— MATERIAL SUPPLIED —
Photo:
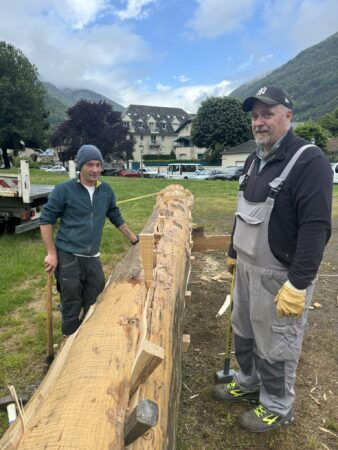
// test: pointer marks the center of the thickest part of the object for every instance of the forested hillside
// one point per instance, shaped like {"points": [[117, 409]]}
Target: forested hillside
{"points": [[311, 79], [59, 100]]}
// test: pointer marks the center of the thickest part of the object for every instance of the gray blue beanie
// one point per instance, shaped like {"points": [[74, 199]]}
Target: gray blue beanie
{"points": [[88, 153]]}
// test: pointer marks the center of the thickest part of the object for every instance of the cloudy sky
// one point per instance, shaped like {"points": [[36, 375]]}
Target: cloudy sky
{"points": [[162, 52]]}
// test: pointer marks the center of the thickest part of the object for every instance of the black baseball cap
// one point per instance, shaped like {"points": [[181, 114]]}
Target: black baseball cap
{"points": [[270, 95]]}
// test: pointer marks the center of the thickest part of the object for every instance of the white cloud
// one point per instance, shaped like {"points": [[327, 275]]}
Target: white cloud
{"points": [[80, 12], [187, 97], [135, 9], [300, 23], [317, 20], [216, 17], [162, 87]]}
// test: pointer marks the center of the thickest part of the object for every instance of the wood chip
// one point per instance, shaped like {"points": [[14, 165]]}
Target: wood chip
{"points": [[328, 431], [187, 388], [222, 275], [314, 398], [193, 396], [204, 278]]}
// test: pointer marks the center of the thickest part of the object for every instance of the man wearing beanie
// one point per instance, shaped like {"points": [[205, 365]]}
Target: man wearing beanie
{"points": [[82, 206], [282, 224]]}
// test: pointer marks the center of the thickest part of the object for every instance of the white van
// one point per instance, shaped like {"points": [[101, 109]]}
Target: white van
{"points": [[183, 171], [335, 172]]}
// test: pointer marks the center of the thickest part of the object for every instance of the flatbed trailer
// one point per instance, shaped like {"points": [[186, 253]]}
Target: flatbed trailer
{"points": [[21, 203]]}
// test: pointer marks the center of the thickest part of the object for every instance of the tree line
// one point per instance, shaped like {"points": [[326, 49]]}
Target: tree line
{"points": [[219, 124]]}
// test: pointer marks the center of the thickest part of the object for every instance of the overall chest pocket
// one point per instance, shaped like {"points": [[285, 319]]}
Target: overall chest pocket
{"points": [[247, 233]]}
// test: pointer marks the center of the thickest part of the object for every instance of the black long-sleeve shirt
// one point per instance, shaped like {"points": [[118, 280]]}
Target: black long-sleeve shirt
{"points": [[300, 223]]}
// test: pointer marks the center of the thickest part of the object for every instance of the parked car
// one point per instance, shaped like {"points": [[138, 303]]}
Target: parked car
{"points": [[201, 175], [229, 173], [215, 174], [128, 173], [57, 169], [147, 172], [46, 166]]}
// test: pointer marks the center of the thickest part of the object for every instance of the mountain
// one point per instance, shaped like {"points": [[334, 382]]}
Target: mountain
{"points": [[311, 80], [58, 100]]}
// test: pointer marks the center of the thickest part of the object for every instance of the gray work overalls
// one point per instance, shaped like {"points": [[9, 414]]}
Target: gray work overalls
{"points": [[267, 348]]}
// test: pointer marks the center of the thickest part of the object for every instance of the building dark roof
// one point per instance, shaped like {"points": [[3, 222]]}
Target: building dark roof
{"points": [[245, 147], [165, 120]]}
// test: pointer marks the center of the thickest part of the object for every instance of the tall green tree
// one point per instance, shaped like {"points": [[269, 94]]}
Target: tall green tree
{"points": [[311, 131], [23, 117], [220, 123], [93, 123], [330, 122]]}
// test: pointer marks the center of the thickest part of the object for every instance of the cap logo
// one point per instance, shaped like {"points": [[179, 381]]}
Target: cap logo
{"points": [[262, 91]]}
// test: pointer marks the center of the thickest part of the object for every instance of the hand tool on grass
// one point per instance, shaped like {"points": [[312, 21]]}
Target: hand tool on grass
{"points": [[49, 316], [226, 374]]}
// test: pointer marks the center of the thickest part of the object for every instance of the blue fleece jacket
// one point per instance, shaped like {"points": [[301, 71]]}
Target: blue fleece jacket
{"points": [[81, 220]]}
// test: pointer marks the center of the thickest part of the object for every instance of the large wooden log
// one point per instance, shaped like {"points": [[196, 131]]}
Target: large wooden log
{"points": [[84, 400]]}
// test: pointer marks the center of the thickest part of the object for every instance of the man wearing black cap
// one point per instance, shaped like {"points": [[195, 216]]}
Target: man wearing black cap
{"points": [[282, 224], [82, 206]]}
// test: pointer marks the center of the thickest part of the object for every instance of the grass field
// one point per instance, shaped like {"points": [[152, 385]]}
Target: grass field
{"points": [[22, 278]]}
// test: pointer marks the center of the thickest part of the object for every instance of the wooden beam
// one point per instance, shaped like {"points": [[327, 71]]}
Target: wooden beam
{"points": [[211, 242], [143, 417], [4, 401], [185, 343], [150, 356], [147, 256]]}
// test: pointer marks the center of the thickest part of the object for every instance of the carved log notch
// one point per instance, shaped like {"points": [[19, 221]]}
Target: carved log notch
{"points": [[84, 401]]}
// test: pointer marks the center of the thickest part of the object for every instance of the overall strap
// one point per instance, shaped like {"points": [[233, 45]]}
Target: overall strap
{"points": [[278, 182]]}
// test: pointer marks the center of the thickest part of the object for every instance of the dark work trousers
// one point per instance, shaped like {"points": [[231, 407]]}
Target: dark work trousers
{"points": [[80, 280]]}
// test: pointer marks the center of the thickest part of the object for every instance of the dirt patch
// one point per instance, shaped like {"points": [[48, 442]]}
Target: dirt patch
{"points": [[205, 424]]}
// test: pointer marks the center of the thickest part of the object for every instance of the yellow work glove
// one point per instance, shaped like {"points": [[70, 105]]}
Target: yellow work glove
{"points": [[231, 263], [290, 301]]}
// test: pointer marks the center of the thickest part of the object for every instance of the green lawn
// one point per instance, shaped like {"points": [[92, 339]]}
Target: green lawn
{"points": [[22, 277]]}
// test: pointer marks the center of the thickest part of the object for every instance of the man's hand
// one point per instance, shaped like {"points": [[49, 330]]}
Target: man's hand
{"points": [[231, 263], [51, 261], [290, 301]]}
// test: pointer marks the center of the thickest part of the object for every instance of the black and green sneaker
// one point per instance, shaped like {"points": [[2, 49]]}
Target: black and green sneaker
{"points": [[231, 393], [261, 419]]}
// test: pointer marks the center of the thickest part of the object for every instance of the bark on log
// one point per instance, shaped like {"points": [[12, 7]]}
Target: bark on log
{"points": [[83, 401]]}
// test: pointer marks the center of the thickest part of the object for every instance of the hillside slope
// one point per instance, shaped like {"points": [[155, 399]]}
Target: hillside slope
{"points": [[311, 80]]}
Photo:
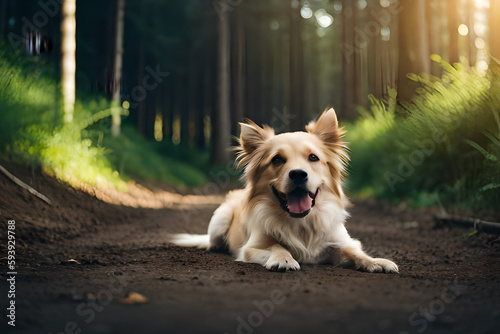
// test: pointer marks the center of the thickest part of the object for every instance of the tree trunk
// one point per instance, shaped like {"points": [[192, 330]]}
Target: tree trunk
{"points": [[117, 70], [495, 29], [453, 56], [296, 69], [347, 49], [141, 110], [239, 84], [68, 59], [413, 45], [221, 122]]}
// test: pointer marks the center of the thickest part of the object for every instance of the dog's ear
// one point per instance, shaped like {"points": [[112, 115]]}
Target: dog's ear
{"points": [[252, 136], [326, 127]]}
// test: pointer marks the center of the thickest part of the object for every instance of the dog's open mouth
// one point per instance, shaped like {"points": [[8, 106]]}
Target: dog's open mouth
{"points": [[298, 203]]}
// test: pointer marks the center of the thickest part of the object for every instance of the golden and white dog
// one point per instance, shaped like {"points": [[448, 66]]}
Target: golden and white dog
{"points": [[292, 209]]}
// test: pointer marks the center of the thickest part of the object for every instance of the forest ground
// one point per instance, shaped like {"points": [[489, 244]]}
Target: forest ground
{"points": [[78, 258]]}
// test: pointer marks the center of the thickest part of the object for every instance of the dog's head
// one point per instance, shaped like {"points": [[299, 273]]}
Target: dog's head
{"points": [[296, 168]]}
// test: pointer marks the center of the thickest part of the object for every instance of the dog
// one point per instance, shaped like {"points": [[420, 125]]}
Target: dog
{"points": [[292, 209]]}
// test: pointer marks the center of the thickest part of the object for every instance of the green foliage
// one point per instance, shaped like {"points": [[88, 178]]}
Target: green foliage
{"points": [[31, 132], [138, 158], [442, 146]]}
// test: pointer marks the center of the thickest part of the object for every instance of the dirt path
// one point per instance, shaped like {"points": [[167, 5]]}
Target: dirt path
{"points": [[448, 283]]}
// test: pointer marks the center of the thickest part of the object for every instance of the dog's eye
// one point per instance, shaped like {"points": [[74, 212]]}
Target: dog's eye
{"points": [[278, 160], [313, 157]]}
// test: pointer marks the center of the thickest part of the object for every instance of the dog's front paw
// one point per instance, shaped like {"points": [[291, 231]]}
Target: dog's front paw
{"points": [[379, 265], [281, 262]]}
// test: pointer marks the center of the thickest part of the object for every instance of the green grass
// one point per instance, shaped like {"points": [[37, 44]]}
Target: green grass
{"points": [[438, 148], [32, 133]]}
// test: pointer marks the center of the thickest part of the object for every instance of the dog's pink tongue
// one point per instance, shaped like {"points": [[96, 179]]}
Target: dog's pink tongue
{"points": [[298, 203]]}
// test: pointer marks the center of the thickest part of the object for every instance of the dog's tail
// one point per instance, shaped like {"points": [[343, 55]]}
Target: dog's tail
{"points": [[190, 240]]}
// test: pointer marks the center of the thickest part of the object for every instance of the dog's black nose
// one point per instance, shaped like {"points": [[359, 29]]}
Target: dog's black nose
{"points": [[298, 176]]}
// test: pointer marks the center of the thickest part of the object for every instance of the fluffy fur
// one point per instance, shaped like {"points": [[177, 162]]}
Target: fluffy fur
{"points": [[293, 208]]}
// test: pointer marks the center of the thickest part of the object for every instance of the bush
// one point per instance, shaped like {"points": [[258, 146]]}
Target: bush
{"points": [[32, 133], [439, 147]]}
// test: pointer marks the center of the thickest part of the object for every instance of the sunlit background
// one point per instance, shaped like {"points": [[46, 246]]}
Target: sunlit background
{"points": [[160, 86]]}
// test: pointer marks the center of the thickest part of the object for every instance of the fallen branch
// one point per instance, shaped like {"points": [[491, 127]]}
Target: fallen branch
{"points": [[477, 224], [24, 185]]}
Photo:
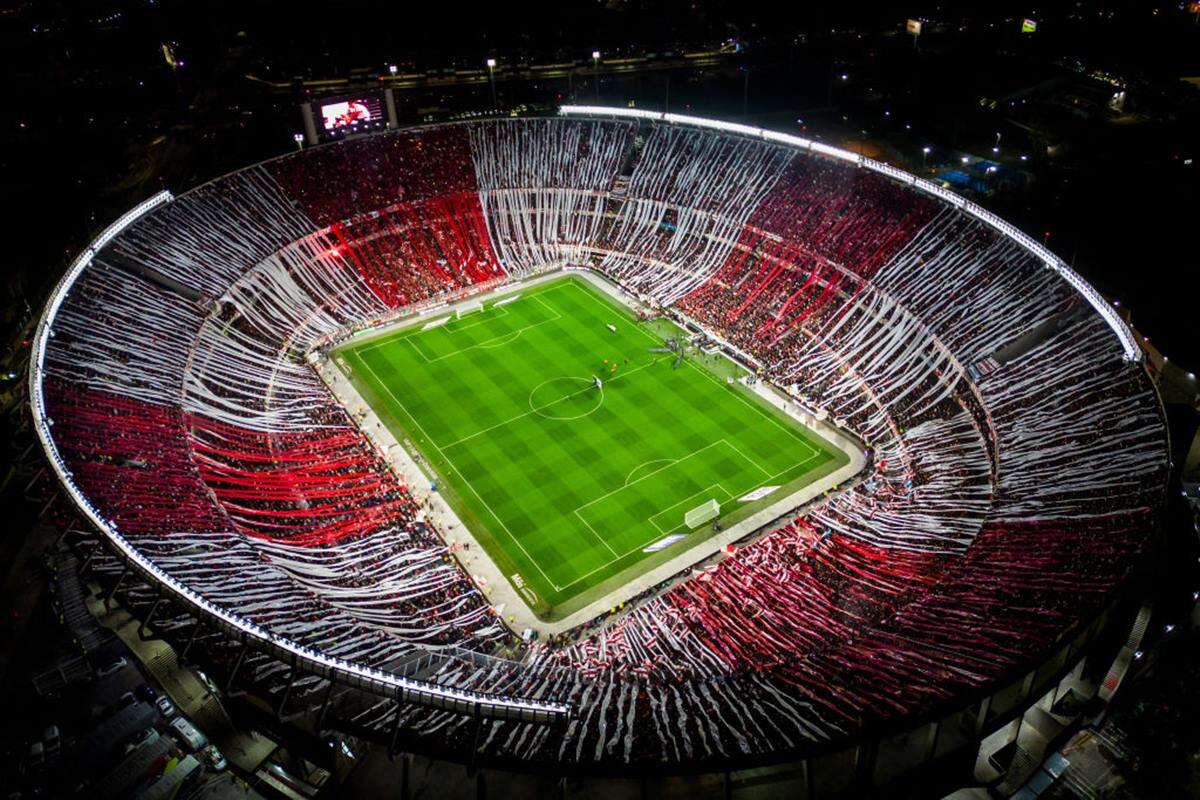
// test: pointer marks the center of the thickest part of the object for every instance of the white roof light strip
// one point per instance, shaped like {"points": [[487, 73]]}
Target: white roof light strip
{"points": [[1132, 352], [329, 665]]}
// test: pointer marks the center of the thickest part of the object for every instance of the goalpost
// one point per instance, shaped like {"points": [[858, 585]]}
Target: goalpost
{"points": [[702, 513], [466, 308]]}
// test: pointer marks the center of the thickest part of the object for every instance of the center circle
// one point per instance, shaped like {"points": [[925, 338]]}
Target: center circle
{"points": [[565, 398]]}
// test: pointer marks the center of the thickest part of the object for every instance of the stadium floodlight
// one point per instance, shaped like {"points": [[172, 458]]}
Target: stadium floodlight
{"points": [[491, 79]]}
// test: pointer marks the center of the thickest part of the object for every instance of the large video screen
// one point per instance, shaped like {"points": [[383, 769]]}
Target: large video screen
{"points": [[355, 113]]}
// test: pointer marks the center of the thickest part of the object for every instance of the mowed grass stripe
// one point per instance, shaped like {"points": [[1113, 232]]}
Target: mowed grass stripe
{"points": [[520, 476]]}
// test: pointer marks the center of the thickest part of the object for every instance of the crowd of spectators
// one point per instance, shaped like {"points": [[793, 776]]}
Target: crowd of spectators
{"points": [[1000, 506]]}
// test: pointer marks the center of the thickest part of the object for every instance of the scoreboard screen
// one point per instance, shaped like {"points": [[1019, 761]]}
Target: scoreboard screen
{"points": [[353, 114]]}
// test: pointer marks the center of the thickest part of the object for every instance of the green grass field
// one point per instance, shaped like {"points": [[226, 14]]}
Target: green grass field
{"points": [[565, 483]]}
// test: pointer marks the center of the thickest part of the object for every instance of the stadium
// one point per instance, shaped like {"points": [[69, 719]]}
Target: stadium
{"points": [[609, 443]]}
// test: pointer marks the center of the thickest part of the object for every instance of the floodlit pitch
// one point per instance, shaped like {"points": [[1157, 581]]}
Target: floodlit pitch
{"points": [[568, 446]]}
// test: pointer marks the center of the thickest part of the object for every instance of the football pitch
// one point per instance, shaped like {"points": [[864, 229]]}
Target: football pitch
{"points": [[564, 482]]}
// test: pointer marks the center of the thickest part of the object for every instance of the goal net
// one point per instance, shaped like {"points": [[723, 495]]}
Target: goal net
{"points": [[468, 308], [702, 513]]}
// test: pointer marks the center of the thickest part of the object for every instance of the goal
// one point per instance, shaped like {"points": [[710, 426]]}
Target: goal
{"points": [[702, 513], [466, 308]]}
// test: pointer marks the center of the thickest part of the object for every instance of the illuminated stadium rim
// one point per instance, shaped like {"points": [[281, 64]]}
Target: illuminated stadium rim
{"points": [[1132, 352], [333, 668]]}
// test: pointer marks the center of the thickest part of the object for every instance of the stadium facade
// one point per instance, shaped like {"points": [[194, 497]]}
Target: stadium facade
{"points": [[947, 605]]}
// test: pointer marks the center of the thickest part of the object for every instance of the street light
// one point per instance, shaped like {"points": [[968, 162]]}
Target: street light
{"points": [[491, 79], [595, 71]]}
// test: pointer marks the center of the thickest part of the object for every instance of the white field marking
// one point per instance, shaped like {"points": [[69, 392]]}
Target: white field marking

— WHAT IS EXPECTED —
Respond with one number only: how many lines of the data contain "marking".

— ANSWER AREA —
2